PROBLEM DESCRIPTION >> Retype everything from the first of the rows below down to the line containing "point(60, 172)", with both ends included. Leave the pictures out.
--------------------------------
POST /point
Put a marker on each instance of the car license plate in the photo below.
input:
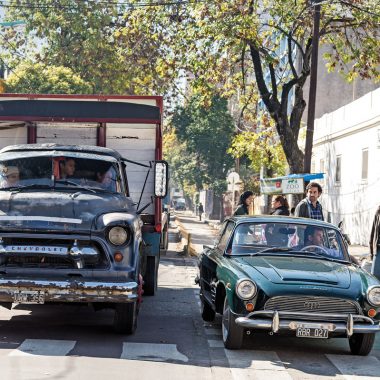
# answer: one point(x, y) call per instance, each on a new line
point(312, 332)
point(28, 297)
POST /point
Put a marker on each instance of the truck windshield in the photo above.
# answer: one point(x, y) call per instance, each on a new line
point(60, 172)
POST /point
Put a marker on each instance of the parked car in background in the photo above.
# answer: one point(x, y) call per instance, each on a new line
point(285, 274)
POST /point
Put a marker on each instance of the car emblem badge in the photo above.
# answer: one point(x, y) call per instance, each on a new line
point(312, 305)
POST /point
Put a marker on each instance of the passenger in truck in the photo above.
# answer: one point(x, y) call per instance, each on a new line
point(11, 176)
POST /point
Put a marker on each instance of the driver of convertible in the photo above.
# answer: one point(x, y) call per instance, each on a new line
point(314, 236)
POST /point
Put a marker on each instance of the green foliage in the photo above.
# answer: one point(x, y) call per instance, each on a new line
point(89, 38)
point(39, 79)
point(207, 132)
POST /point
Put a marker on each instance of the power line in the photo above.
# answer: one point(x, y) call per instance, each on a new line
point(117, 3)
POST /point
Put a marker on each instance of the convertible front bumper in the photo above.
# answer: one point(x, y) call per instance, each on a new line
point(287, 321)
point(66, 290)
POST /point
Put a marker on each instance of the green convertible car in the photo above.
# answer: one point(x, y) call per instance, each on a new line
--------------------------------
IN RESPONSE >>
POST /point
Put a marker on each instance of the car license plate in the photo below.
input:
# answer: one point(x, y) call per instance, each on a new line
point(312, 332)
point(28, 297)
POST /point
Put a marker on each instance of the truck windshield in the photo above.
# answer: one point(x, y) call per instance, each on a new line
point(60, 172)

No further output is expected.